▸ The task:
Rewrite the records from their start through the line containing "[97,18,101,24]", renaming "retail photo" as "store image" and keeping everything else unchanged. Leave the pictures out of your answer.

• • •

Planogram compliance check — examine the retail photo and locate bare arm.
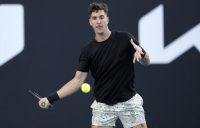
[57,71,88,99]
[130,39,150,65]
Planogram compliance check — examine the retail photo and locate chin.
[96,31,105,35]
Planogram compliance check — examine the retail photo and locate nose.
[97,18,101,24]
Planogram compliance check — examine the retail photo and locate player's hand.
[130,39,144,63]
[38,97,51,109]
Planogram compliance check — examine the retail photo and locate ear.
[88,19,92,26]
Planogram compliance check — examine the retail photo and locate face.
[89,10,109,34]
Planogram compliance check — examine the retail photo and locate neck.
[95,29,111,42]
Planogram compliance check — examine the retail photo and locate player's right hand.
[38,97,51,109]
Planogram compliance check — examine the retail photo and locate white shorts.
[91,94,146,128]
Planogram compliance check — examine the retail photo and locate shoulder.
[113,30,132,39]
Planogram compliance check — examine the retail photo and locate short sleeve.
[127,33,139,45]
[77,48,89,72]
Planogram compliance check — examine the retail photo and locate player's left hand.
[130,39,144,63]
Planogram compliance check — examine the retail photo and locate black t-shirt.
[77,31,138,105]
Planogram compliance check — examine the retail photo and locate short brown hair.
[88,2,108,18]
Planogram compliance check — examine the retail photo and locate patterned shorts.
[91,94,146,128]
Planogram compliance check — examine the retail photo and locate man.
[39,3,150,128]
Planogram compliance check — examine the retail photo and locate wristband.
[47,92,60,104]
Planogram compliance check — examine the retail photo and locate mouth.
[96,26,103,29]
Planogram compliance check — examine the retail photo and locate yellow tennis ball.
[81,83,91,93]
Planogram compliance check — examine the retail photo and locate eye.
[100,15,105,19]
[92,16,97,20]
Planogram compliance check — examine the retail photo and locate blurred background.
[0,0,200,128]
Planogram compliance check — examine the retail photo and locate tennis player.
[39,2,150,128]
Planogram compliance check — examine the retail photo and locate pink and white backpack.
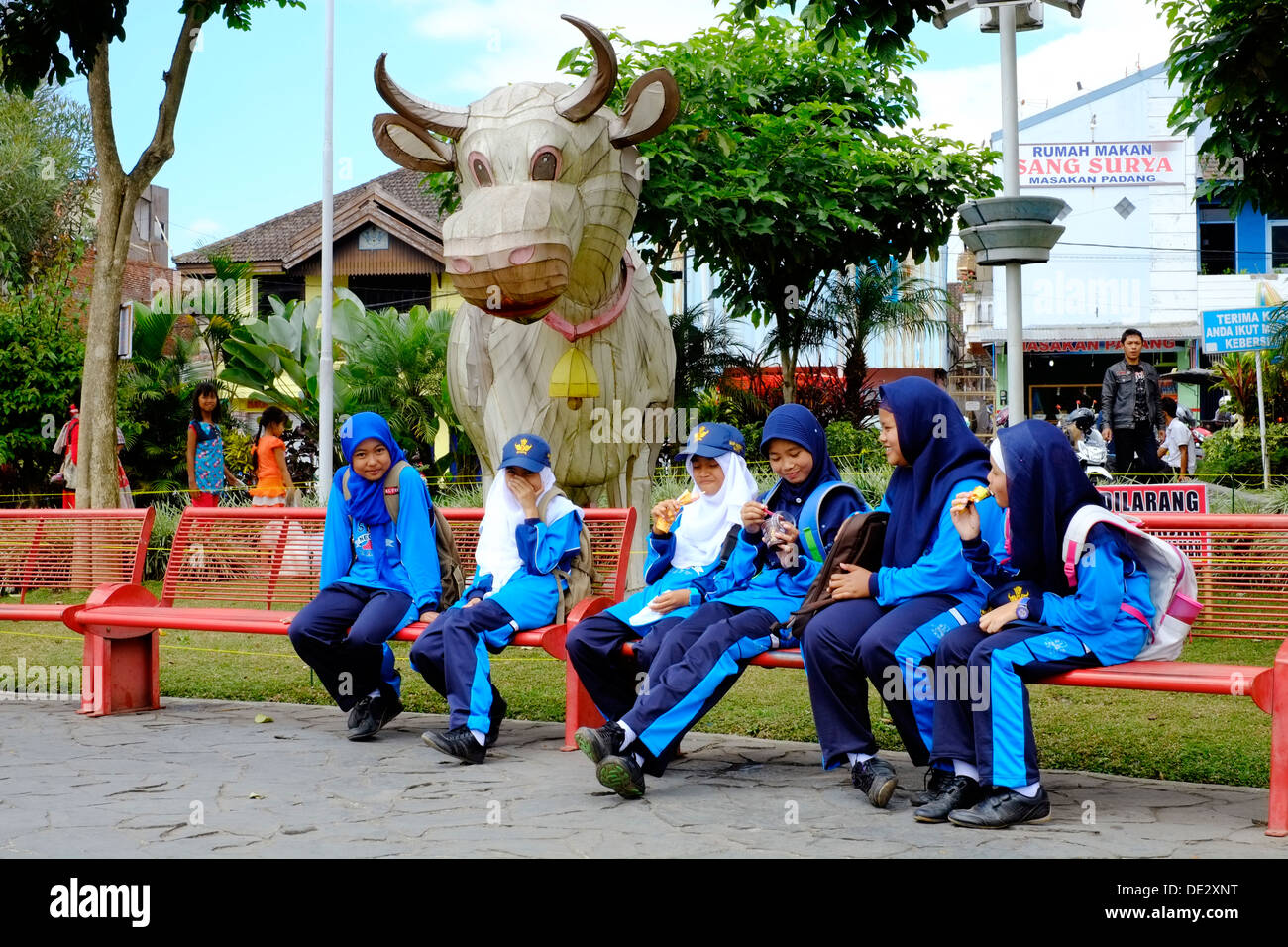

• • •

▸ The answer:
Planogram compliance check — examine the store image and locate bare arm.
[57,71,88,99]
[130,39,150,65]
Planogram compliance check — examine the store image and locate chin.
[96,31,105,35]
Planogram compliance check — examine the store image and locate nose.
[97,18,101,24]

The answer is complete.